With the pictures left out, write out exactly the lines of the listing below that run from the line with "black tie shown above." through the line with "shoe shown above.".

== Segment start ==

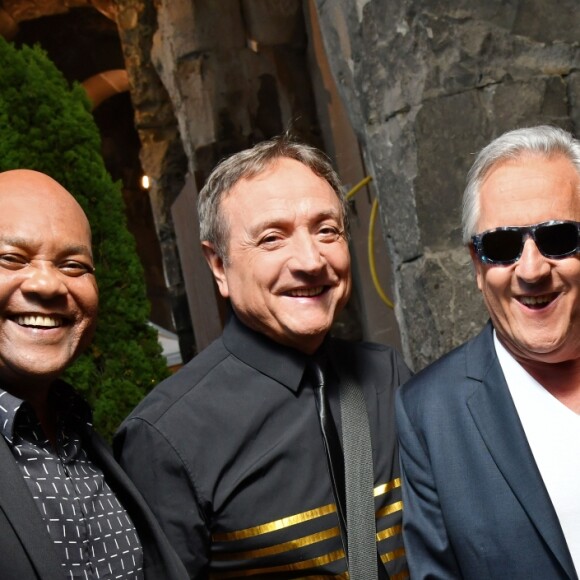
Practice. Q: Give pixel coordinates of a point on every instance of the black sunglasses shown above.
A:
(554, 239)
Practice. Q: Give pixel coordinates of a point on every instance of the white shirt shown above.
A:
(553, 432)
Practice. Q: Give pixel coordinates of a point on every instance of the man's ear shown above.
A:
(216, 265)
(477, 265)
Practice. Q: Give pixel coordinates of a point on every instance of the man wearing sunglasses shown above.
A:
(490, 433)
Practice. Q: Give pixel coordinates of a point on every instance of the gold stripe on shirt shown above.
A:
(275, 525)
(390, 509)
(344, 576)
(389, 532)
(390, 556)
(386, 487)
(279, 548)
(312, 563)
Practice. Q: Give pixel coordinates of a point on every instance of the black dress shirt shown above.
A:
(236, 467)
(90, 529)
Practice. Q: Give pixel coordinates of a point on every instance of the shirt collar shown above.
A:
(71, 406)
(281, 363)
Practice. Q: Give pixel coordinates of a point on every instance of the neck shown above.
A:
(37, 398)
(561, 380)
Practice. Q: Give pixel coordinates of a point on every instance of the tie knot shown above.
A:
(316, 369)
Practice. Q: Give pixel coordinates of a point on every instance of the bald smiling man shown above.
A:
(67, 510)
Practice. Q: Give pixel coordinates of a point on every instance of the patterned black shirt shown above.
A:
(91, 530)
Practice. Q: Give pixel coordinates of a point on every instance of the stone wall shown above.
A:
(427, 83)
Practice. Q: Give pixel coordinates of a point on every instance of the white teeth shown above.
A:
(301, 292)
(46, 321)
(534, 300)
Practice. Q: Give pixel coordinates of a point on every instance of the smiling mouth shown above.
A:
(307, 292)
(37, 321)
(537, 302)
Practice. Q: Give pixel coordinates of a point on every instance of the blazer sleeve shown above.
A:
(165, 481)
(427, 545)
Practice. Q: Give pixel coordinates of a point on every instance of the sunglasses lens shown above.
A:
(557, 239)
(502, 245)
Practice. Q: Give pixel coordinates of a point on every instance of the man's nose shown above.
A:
(43, 279)
(307, 254)
(532, 265)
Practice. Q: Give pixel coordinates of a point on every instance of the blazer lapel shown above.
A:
(496, 418)
(18, 505)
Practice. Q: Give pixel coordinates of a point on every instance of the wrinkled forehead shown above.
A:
(33, 204)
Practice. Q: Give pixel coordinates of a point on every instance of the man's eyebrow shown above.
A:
(66, 250)
(283, 221)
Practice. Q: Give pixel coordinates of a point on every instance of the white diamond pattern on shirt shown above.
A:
(90, 528)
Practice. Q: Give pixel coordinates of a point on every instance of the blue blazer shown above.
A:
(26, 550)
(475, 505)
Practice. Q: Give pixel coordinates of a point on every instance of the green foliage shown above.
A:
(46, 125)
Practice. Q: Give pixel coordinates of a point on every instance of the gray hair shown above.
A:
(543, 140)
(246, 165)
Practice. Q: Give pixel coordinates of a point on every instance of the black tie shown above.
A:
(331, 443)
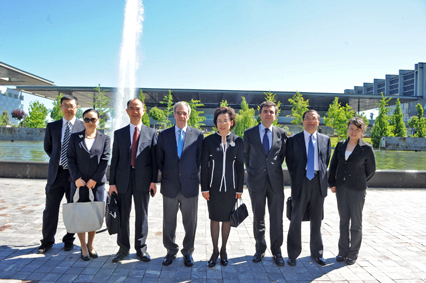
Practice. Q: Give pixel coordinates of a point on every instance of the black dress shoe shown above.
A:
(68, 246)
(188, 260)
(120, 255)
(291, 262)
(258, 257)
(279, 260)
(350, 261)
(320, 260)
(43, 248)
(144, 256)
(168, 259)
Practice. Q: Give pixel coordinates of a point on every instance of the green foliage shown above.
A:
(337, 117)
(56, 112)
(381, 124)
(195, 119)
(145, 117)
(36, 116)
(397, 121)
(101, 103)
(244, 118)
(298, 107)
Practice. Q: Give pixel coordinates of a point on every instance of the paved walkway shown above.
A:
(393, 250)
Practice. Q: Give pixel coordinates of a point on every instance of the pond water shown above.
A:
(385, 159)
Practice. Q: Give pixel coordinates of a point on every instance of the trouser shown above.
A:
(276, 209)
(188, 208)
(312, 200)
(350, 204)
(141, 201)
(54, 194)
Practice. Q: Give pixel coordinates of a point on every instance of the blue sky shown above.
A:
(323, 46)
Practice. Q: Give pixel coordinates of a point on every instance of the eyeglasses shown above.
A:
(88, 120)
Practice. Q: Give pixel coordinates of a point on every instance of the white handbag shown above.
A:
(80, 217)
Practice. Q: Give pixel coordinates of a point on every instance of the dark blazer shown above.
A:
(354, 172)
(52, 146)
(212, 163)
(179, 173)
(259, 165)
(296, 162)
(86, 164)
(146, 166)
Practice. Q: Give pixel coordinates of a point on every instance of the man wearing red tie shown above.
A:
(133, 173)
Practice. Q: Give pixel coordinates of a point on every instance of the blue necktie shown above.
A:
(266, 141)
(180, 143)
(311, 159)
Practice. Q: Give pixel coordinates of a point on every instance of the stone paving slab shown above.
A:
(393, 250)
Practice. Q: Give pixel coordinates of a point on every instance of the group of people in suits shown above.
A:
(179, 152)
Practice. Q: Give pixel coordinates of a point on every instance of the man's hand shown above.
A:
(113, 189)
(206, 195)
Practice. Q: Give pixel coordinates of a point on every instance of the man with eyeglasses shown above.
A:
(308, 154)
(58, 177)
(179, 158)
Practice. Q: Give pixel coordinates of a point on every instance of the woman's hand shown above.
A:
(80, 183)
(91, 184)
(206, 195)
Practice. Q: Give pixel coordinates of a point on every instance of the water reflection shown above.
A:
(386, 159)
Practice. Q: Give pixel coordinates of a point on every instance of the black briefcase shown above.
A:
(239, 214)
(112, 214)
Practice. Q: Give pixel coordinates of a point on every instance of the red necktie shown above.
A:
(134, 147)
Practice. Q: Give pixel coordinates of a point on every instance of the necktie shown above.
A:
(180, 143)
(311, 159)
(134, 147)
(266, 141)
(64, 149)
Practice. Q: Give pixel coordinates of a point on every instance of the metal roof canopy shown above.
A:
(13, 76)
(212, 98)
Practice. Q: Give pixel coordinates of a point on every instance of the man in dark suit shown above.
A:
(179, 158)
(264, 152)
(134, 173)
(56, 142)
(308, 154)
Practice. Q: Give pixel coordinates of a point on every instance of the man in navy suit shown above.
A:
(308, 154)
(179, 158)
(134, 173)
(58, 177)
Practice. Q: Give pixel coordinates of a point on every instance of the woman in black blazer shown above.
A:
(88, 156)
(352, 165)
(222, 178)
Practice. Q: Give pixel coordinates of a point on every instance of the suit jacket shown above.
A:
(179, 173)
(89, 164)
(145, 165)
(296, 162)
(212, 163)
(259, 165)
(52, 146)
(354, 172)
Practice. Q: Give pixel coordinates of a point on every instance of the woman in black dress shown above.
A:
(352, 165)
(88, 156)
(222, 178)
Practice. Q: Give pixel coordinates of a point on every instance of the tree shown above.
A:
(244, 119)
(145, 117)
(195, 119)
(397, 121)
(337, 117)
(381, 124)
(298, 107)
(36, 116)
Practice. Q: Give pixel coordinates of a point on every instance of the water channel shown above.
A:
(386, 159)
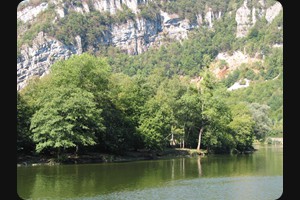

== Segment end ==

# ANSWER FOR THIS EXERCISE:
Practice. Q: Give pixel coordinates of a point on every instance of the black tie shown above.
A:
(331, 443)
Practice. Q: Give pixel coordinates of a point on every instance of the black dress shoe shown above.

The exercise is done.